**Brief**: Copy out the line containing "For every instance of the woman's blonde" and each line after it, through the last one in the material, exactly as written.

★ ★ ★ ★ ★ ★ ★

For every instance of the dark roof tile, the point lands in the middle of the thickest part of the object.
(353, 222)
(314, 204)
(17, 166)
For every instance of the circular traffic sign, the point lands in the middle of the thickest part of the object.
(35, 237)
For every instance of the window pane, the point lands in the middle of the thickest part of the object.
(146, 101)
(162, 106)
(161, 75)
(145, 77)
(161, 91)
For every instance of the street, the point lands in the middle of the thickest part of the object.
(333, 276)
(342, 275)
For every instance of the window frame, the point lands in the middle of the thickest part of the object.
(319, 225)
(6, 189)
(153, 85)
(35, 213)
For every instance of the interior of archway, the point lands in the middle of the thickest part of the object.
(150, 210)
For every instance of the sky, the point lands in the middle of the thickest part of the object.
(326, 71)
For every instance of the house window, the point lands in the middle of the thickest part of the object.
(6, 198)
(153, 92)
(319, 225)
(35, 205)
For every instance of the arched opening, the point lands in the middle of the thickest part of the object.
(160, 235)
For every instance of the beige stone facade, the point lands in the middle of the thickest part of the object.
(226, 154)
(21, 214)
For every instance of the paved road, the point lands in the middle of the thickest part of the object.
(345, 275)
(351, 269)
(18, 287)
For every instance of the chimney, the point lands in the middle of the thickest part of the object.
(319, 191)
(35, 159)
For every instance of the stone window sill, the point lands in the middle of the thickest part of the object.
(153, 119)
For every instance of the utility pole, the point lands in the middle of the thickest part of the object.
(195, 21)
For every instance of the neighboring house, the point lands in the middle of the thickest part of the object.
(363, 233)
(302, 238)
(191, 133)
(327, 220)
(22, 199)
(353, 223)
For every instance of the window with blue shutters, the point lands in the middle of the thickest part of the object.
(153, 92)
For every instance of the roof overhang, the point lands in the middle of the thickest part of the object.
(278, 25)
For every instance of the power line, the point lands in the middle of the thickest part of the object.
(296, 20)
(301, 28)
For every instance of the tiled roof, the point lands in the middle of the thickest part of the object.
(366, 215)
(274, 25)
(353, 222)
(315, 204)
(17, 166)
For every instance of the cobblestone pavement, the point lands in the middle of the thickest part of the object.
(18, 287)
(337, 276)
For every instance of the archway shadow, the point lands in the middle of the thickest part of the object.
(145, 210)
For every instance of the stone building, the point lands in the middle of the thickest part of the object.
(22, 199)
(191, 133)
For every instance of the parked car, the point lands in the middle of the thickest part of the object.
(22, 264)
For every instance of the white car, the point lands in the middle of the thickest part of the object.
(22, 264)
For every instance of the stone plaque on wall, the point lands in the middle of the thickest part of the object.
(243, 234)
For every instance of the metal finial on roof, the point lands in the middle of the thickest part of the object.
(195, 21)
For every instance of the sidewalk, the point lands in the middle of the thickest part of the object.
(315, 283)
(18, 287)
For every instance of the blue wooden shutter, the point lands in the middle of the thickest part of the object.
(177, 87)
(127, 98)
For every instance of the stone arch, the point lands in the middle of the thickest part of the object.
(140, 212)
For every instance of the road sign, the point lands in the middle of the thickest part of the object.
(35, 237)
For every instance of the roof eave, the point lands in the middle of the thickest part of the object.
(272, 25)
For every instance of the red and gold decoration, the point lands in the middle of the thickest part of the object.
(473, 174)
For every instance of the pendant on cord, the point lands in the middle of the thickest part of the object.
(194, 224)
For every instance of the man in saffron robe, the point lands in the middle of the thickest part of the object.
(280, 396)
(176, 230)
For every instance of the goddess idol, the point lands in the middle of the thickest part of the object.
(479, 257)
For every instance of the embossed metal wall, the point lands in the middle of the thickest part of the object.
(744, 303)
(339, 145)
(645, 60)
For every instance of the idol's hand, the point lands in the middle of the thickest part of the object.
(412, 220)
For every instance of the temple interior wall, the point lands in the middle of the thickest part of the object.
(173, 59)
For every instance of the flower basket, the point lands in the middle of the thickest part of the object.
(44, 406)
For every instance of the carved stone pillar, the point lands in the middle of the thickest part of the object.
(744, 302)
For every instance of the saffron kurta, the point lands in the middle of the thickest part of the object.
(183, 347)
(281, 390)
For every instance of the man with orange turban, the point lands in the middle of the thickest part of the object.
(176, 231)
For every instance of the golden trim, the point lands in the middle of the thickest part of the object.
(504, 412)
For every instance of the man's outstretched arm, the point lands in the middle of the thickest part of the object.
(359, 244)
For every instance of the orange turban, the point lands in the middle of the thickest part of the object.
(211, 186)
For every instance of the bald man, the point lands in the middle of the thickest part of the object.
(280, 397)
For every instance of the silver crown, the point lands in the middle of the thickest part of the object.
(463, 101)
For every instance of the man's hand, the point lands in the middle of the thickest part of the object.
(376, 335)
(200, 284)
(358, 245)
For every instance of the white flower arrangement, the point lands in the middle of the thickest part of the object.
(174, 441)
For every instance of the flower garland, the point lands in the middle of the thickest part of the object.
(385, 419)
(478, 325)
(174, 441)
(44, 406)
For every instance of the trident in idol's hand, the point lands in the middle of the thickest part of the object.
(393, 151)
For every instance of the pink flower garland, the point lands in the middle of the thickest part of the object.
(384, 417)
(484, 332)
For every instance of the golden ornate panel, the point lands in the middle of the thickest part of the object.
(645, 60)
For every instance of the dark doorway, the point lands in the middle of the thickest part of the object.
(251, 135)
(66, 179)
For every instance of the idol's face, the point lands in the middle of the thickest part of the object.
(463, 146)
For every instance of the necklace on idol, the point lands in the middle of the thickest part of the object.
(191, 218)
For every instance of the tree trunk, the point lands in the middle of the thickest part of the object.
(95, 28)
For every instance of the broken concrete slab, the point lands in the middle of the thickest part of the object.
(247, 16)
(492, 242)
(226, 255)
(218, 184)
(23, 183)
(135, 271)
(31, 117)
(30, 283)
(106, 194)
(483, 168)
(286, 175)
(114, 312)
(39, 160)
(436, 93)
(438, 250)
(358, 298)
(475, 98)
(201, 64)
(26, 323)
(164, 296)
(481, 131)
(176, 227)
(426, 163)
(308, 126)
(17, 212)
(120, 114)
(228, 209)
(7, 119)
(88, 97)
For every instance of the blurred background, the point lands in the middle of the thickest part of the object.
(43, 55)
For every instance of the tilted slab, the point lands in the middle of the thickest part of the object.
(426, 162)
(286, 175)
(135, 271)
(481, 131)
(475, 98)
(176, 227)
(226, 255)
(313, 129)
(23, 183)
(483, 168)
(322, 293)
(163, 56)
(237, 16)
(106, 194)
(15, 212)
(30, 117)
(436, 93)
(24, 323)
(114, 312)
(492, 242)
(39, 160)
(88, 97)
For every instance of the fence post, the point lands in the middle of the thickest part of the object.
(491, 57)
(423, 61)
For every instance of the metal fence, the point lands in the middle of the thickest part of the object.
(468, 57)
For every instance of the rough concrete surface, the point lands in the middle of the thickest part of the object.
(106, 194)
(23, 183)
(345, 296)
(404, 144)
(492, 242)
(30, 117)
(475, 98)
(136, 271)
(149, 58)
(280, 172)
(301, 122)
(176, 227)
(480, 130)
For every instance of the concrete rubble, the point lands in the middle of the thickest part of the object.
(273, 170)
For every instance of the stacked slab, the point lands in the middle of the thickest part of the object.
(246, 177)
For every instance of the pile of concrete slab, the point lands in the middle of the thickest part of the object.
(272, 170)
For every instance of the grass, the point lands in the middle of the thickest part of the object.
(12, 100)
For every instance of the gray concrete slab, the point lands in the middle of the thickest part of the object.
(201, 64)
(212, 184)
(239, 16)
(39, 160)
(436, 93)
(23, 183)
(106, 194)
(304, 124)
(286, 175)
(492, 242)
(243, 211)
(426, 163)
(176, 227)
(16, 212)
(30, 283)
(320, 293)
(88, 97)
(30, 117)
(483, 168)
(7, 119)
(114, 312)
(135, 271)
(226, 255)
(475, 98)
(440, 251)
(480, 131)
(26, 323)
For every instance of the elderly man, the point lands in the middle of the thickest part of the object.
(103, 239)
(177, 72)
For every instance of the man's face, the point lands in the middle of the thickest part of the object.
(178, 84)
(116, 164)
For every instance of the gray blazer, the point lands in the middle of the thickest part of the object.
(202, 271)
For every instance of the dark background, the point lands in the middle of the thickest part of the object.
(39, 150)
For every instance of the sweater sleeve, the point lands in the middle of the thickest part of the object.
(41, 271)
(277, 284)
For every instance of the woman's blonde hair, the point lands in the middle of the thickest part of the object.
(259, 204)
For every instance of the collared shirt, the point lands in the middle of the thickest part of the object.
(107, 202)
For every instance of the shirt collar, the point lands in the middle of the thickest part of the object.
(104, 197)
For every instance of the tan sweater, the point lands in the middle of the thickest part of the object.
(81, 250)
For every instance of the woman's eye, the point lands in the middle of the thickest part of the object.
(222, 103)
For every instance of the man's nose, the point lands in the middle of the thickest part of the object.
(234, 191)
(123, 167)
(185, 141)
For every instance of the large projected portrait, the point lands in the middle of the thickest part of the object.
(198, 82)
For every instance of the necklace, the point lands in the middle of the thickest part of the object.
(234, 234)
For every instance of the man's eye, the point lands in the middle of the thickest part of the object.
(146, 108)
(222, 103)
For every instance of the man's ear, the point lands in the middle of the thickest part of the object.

★ ★ ★ ★ ★ ★ ★

**Correct output**:
For every instance of the woman's blonde hair, the point lands in the middle of the thickest part of the object.
(259, 204)
For every instance of the collared shirt, the point lands in the middle of the thickest part of the object.
(107, 202)
For every instance of the shirt collar, the point lands in the middle of the thickest part of the object.
(104, 197)
For every instance of the tan sweater, the point lands in the middle of the thickest part of the object.
(81, 250)
For every instance of the woman's eye, the point lands in the middle of the thickest part of the object.
(222, 103)
For every instance of the man's nose, the point lands in the middle of the thickest part of the object.
(234, 191)
(123, 167)
(185, 141)
For every instance of the large projected portrait, the point lands in the middle of the thickest part of the object.
(198, 82)
For every instance of the necklace, the point lands in the middle of the thickest part of the object.
(234, 234)
For every instance of the man's eye, the point lands in the middle of the thickest part of the object.
(146, 108)
(222, 103)
For every instance of the man's ear, the point lands in the middle of the thickest part of the object.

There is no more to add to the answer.